START Entries

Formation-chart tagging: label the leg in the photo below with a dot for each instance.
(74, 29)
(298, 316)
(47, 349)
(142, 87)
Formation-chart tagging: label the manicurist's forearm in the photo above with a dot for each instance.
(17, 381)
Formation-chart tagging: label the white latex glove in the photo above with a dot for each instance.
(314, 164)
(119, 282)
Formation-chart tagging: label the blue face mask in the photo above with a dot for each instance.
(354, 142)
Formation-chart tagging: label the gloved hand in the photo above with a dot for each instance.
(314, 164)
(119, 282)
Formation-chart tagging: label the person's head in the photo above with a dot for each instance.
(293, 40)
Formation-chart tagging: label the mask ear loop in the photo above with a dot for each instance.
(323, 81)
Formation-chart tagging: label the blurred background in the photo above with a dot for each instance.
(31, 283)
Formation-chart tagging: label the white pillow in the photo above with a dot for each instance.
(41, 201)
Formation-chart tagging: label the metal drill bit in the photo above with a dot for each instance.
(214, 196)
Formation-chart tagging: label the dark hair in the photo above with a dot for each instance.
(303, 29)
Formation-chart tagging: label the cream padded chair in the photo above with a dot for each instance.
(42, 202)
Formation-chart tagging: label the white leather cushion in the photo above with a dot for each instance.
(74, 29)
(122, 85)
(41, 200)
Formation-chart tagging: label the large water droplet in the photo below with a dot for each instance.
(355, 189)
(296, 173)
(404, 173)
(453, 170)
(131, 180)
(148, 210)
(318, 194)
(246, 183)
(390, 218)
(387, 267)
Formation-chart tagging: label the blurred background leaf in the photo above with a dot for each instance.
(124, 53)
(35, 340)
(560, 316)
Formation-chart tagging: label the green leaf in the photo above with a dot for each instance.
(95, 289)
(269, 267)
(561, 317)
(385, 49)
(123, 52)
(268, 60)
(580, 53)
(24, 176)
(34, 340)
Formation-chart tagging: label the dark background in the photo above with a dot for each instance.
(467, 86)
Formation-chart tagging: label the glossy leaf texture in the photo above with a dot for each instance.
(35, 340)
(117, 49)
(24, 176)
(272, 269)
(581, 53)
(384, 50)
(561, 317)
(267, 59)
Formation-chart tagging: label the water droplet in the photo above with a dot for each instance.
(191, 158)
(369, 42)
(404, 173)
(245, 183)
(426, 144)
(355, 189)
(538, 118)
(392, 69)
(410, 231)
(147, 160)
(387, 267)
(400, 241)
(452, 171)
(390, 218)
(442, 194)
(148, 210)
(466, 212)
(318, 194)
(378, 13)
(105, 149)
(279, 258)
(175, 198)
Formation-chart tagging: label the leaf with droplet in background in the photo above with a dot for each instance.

END Entries

*Task*.
Copy out all of the records shown above exactly.

*The response*.
Formation-chart tagging: label the leg in the photo below with a dot for each instance.
(74, 29)
(298, 316)
(47, 349)
(142, 87)
Formation-chart tagging: label the manicurist's forearm in the photo above with a dot for each instance.
(17, 381)
Formation-chart tagging: label the white latex glove in the photo above with a dot for each instance.
(314, 164)
(119, 282)
Formation-chart tagging: label the blue face mask in the photo above with a dot for each instance.
(354, 142)
Formation-chart tagging: label the gloved hand in the photo above with a dot for each instance.
(314, 164)
(119, 282)
Formation-chart tagging: label the person's head in the photo above with a dot for each instance.
(293, 40)
Formation-chart tagging: label the mask ear loop in the photo above with a dot for each instance.
(323, 81)
Formation-chart tagging: label the blurred background in the photo above with a dot for each instance.
(31, 283)
Formation-chart tagging: label the white pillow in the photo above with a dot for each instance.
(41, 201)
Formation-chart tagging: label the metal drill bit in the photo above with a dot for each instance.
(214, 196)
Formation-chart tagging: label the dark hair in the photo above with a dot for each instance.
(303, 29)
Formation-chart tagging: label the cream padded chair in the photo above with a dot for each instance.
(42, 202)
Formation-chart tagging: label the white leather cushion in the photo above with a dot for each instance.
(74, 29)
(122, 85)
(41, 200)
Formation-chart tagging: label the large water droplet in the photo below with a dot for each instance.
(355, 189)
(296, 173)
(404, 173)
(453, 170)
(131, 180)
(148, 210)
(318, 194)
(246, 183)
(390, 218)
(387, 267)
Formation-chart tagging: label the blurred background leaf in the photo above with a dot for each instance.
(124, 53)
(35, 340)
(560, 316)
Formation-chart tagging: label the green leaf in the photo above with a dot for each instance.
(95, 289)
(269, 267)
(561, 317)
(385, 49)
(123, 52)
(268, 60)
(580, 53)
(24, 176)
(34, 340)
Formation-chart tagging: label the dark background in the photo above with a dot for each instance.
(467, 86)
Formation-chart tagging: label the glossy leaf texture in the photo above with a dot for each instance.
(35, 340)
(117, 49)
(24, 176)
(272, 269)
(581, 53)
(384, 50)
(561, 317)
(267, 59)
Formation-chart tagging: label the water droplet in the photo above with a dot for each instance.
(191, 158)
(369, 42)
(404, 173)
(245, 183)
(426, 144)
(355, 189)
(538, 118)
(392, 69)
(410, 231)
(147, 160)
(387, 267)
(400, 241)
(452, 171)
(390, 218)
(442, 194)
(148, 210)
(466, 212)
(318, 194)
(378, 13)
(105, 149)
(279, 258)
(175, 198)
Formation-chart tagging: label the leaf with droplet in background in the photo above with a dot for each instance.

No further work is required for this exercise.